> _Given exercise_:
From the post on fighting giants below, copy the passage that starts at "5 Steps to Fighting Giants" and runs up to and including "been taken down.".

> _Page text_:

┌──

Aaron Summers

Posts Tagged ‘Goliath’

5 Steps to Fighting Giants

In Gospel Living on July 20, 2017 at 7:04 am

david_v_goliath

His name was Anthony and we were in the fifth grade.  He had already hit his stride in the growth spurt and was already a little older than the rest of us.  Looking back, I know what was happening, but was completely unaware at the time.  All I knew was that he picked on everyone.  He would slap them.  He would hit them.  He would talk smack.  On one particular day, he focused his attention on the smallest boy in the class.  Incensed, I stepped in and let the victim roll out.  I caught him at an awkward moment and jumped on top.  Somehow we ended up under a table.  I raised my hand and hit the table.  This caused just enough pause that the teacher came in.  Needless to say, the office was the next stop. Anthony didn’t mess with us anymore that year.  The giant had been taken down.

David walked up on the army of Israel when Goliath stepped up and shouted.  This was not just a shout against the armies of Israel, but were shouts against the integrity, power, and majesty of God.  He was calling into question the nature of God and the covenant!  David couldn’t stand it and stepped in to do something.  As you might guess, this is the sling and 5 stones story.  David fought the giant and won.

What major issues are you facing right now?  They loom large, weigh heavy, and cause stress, anxiety, or despair.  Maybe it’s a boss who taunts you.  Maybe it’s a spouse, child, or family member that has disappointed or betrayed you.  Maybe you’re dealing with health issues with your parents, or a child is sick.  Financial limitations stress us out and break marriages.

How do we deal with these problems?  Like the Israelites, we feel hopeless to do anything.  We feel that God’s promises are only true for others.  David, though, believed in the covenant.  He trusted in God’s Word.  He made a choice to fight the giant.  Here are 5 steps to victory:

  1. Consider the situation. David got to a point, quickly, that something must be done.  Until you are truly fed up and ready to act you will lose.  You will be trembling in the trenches like David’s brothers.  But, when you get to the point that you are tired of hearing God’s promises taunted, then you will be ready for victory.  The first thing you must do is consider the situation worthy of the fight.  If it is not worth changing then you need to stop letting it control you.  If it is worth changing keep reading.
  2. Have the courage to step out. David wondered, “Why not me? Why not now?”  Are you there?  Once we decide the problem is worth the fight courage is the next step.  Stop waiting for someone, anyone, to handle YOUR problems.  God has allowed them into your space.  Will you trust?  Will you jump off the ledge of fear and grab onto the courage God’s Spirit has planted within you?  Why not you?  Why can’t you be the change you want to see happen?
  3. Count the cost. David felt that the mocking of God was so critically bad that he was willing to die if need be.  He evaluated the situation.  He stepped up to Saul and pronounced he would handle the problem – HIM.  He was the youngest.  He was the smallest.  BUT, he was willing to die for what he believed.  Are you ready to lose if you must?  What if you lose your job?  Do you trust God?  What if you lose your kids or your spouse?  Do you trust God?  What if you DO lose your life which is very possible in parts of our world today?  Do you trust God?  Count this cost.  If you are not willing to pay the price, stop reading now.  If you are ready, keep reading.

└──

> _Available data_:
┌──

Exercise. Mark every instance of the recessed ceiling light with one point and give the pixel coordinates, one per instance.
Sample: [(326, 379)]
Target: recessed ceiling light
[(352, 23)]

└──

> _Written response_:
5 Steps to Fighting Giants

In Gospel Living on July 20, 2017 at 7:04 am

david_v_goliath

His name was Anthony and we were in the fifth grade.  He had already hit his stride in the growth spurt and was already a little older than the rest of us.  Looking back, I know what was happening, but was completely unaware at the time.  All I knew was that he picked on everyone.  He would slap them.  He would hit them.  He would talk smack.  On one particular day, he focused his attention on the smallest boy in the class.  Incensed, I stepped in and let the victim roll out.  I caught him at an awkward moment and jumped on top.  Somehow we ended up under a table.  I raised my hand and hit the table.  This caused just enough pause that the teacher came in.  Needless to say, the office was the next stop. Anthony didn’t mess with us anymore that year.  The giant had been taken down.